● DESCRIPTION OF THE TASK: Faithfully return all lines, omitting every embedded picture.

## START

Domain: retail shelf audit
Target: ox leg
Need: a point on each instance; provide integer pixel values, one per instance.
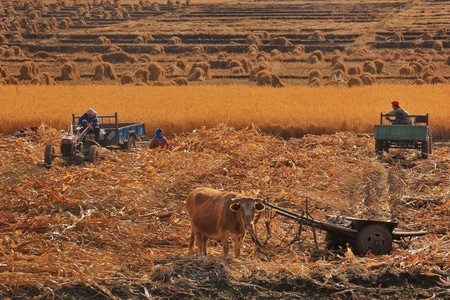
(191, 243)
(237, 245)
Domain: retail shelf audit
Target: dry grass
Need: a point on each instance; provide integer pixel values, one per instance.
(181, 109)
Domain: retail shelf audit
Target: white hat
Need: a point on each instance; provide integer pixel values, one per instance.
(90, 111)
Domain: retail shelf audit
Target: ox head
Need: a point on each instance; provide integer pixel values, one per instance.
(246, 208)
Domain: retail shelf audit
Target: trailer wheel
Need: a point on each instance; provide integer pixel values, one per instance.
(92, 155)
(373, 238)
(49, 155)
(131, 143)
(378, 146)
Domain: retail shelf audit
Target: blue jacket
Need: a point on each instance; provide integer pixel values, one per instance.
(85, 120)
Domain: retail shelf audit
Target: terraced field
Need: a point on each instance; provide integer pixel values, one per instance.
(228, 42)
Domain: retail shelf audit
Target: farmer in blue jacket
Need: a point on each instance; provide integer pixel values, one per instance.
(90, 117)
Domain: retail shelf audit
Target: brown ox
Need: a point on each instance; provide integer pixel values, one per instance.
(219, 215)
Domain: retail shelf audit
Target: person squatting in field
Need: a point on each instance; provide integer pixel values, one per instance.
(90, 117)
(159, 140)
(401, 115)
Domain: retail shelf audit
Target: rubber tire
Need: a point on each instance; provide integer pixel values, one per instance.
(92, 155)
(131, 143)
(378, 146)
(49, 155)
(373, 238)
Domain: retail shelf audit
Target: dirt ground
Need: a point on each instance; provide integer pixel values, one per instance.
(118, 228)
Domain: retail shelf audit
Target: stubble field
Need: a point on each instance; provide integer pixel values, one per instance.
(118, 229)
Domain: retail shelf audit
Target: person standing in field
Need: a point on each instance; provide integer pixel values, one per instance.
(159, 140)
(90, 117)
(401, 116)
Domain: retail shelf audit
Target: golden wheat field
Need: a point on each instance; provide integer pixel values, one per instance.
(272, 99)
(291, 111)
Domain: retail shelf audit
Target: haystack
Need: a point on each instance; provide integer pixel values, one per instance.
(4, 72)
(69, 71)
(204, 66)
(118, 57)
(28, 70)
(157, 72)
(354, 81)
(43, 79)
(175, 41)
(127, 78)
(104, 71)
(103, 40)
(142, 75)
(267, 78)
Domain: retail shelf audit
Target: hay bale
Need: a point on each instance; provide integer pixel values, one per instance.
(267, 78)
(406, 70)
(205, 67)
(253, 40)
(438, 80)
(4, 72)
(317, 35)
(438, 46)
(196, 74)
(369, 67)
(103, 40)
(354, 70)
(180, 80)
(367, 78)
(3, 39)
(43, 79)
(127, 78)
(157, 72)
(398, 37)
(298, 50)
(281, 41)
(118, 57)
(379, 66)
(69, 71)
(354, 81)
(104, 71)
(338, 76)
(28, 70)
(142, 75)
(183, 64)
(175, 41)
(156, 49)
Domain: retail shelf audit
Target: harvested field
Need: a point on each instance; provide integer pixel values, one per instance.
(118, 228)
(360, 31)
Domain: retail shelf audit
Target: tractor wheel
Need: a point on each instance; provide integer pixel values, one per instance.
(426, 147)
(92, 155)
(131, 143)
(49, 155)
(378, 146)
(373, 238)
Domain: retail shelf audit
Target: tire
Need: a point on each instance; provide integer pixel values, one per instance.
(131, 143)
(373, 238)
(378, 146)
(92, 155)
(426, 147)
(49, 155)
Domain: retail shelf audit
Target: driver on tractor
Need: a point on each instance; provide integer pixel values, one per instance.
(90, 118)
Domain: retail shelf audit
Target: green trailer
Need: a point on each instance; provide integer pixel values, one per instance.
(416, 136)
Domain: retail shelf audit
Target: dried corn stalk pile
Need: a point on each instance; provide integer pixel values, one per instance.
(121, 221)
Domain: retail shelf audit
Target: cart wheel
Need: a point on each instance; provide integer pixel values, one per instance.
(49, 155)
(92, 155)
(378, 146)
(131, 143)
(335, 240)
(374, 238)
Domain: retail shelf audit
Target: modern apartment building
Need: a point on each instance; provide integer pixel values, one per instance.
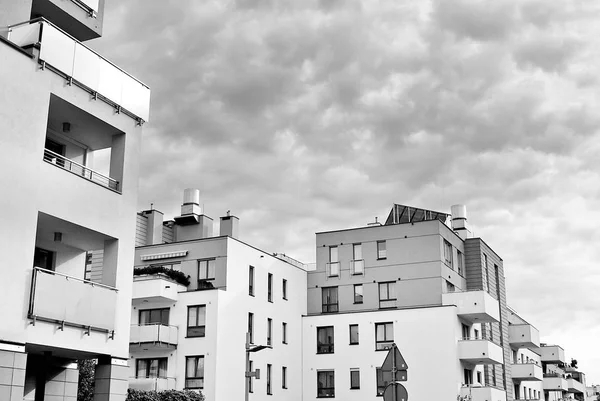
(191, 333)
(70, 128)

## END

● RESULT:
Domain: retail shelf audit
Target: ox leg
Need: a point on each instance; provide integer pixel values, one per instance.
(191, 243)
(237, 245)
Domain: retail shelf audit
Target: dry grass
Need: a point on each instance; provide integer pixel values, one per instance.
(181, 109)
Domain: retail shelf audit
Target: white hat
Need: a point on each instance; provide integer pixel values, one per instance.
(90, 111)
Domain: retail shelf audit
Target: ox head
Need: a point on each instance; provide integer pixel values, one per instance.
(246, 208)
Domain: retail shelf audit
Target: trailer wheel
Need: a point on each instance; provide integer pixel values, one per instance.
(92, 155)
(373, 238)
(49, 155)
(131, 143)
(378, 146)
Domain: retail shelf audit
Target: blue jacket
Need: a point on each instance; provide integer pixel values, one per instance.
(85, 120)
Domain: retail shelf audit
Target: terraced field
Need: a point on each instance; provide integer pixel values, one per instance.
(228, 42)
Domain: retail shelf audit
Target: farmer in blue jacket
Need: a point on each instance; provide integer pixel values, one per instance.
(90, 117)
Domain: retail shelf audit
Target: brown ox
Need: a point on each instance; provide integer pixel values, one per instance.
(219, 215)
Domain: retail shelf audit
Target: person squatting in field
Need: a point on each instance; provide integer pixel values, one per instance.
(90, 117)
(159, 140)
(401, 115)
Domain: retail shelf audit
Target: rubber tire
Need: a point on each instance; provide integer pixel values, one per instance.
(92, 155)
(131, 143)
(378, 146)
(49, 155)
(373, 238)
Domain: retail shelf audit
Target: dirt ground
Need: a point on each instance; provide integer pixel values, one per instance.
(118, 228)
Domain: retail shelf audit
Target: stubble field
Need: a point on each instance; provide integer pixel values, one per instance.
(118, 229)
Domain: retail shelf audit
Target: person standing in field
Need: a point on each instance; provide integer pixel values, one per instance.
(159, 140)
(90, 117)
(401, 116)
Domain: retail shelf audit
Target: golden wheat field
Need: a point on each instance; provide integer pixel values, one per instance.
(272, 99)
(291, 111)
Domain: retail shelf audit
Target: haystack
Need: a point on each instance; provide integer pixel values, one per instance.
(4, 72)
(69, 71)
(204, 66)
(118, 57)
(28, 70)
(157, 72)
(354, 81)
(43, 79)
(175, 41)
(127, 78)
(104, 71)
(103, 40)
(142, 75)
(267, 78)
Domain: retail shelf audit
Target: hay bale
Need: a point on each instance; provide integer pixel values, one per instance.
(267, 78)
(406, 70)
(205, 67)
(253, 40)
(438, 80)
(4, 72)
(317, 35)
(438, 46)
(196, 74)
(369, 67)
(103, 40)
(354, 70)
(180, 80)
(367, 78)
(3, 39)
(43, 79)
(127, 78)
(157, 72)
(398, 37)
(298, 50)
(281, 41)
(118, 57)
(379, 66)
(69, 71)
(354, 81)
(104, 71)
(338, 76)
(28, 70)
(142, 75)
(183, 64)
(175, 41)
(156, 49)
Domain: retail shelf audit
Target: harvested field
Need: a point on each instance; provide integer pixel values, one per instance.
(118, 228)
(360, 31)
Domain: retail shelf audit
Target: tractor wheel
Need: a point on each instance; provide integer pixel values, one per instance.
(426, 147)
(92, 155)
(131, 143)
(49, 155)
(378, 146)
(373, 238)
Domain: retail shelf audit
Target: tire
Need: a point on each instance; provide integer pixel values, one per instance.
(131, 143)
(373, 238)
(378, 146)
(92, 155)
(426, 147)
(49, 155)
Domain: retail shelf audit
Target: driver on tractor
Need: a point on each instance; provide integer pixel values, one per instance.
(90, 118)
Domain: retail shelf audit
Target: green trailer
Need: a point on each instance; provide integer pixel values, one per instance.
(416, 136)
Domain: retail shelf audit
Target: dried corn stalk pile
Need: a point on each instance; provide integer pixel values, one per instance.
(121, 221)
Domain: retail shelf audit
Target: cart wheel
Need: a point on each instance; provide integer pixel values, one per instance.
(49, 155)
(92, 155)
(378, 146)
(131, 143)
(335, 240)
(374, 238)
Domain: retail shelf audit
Target: modern apartment building
Need: a point on each instance; provide integer pixel values, one per instance.
(191, 333)
(70, 128)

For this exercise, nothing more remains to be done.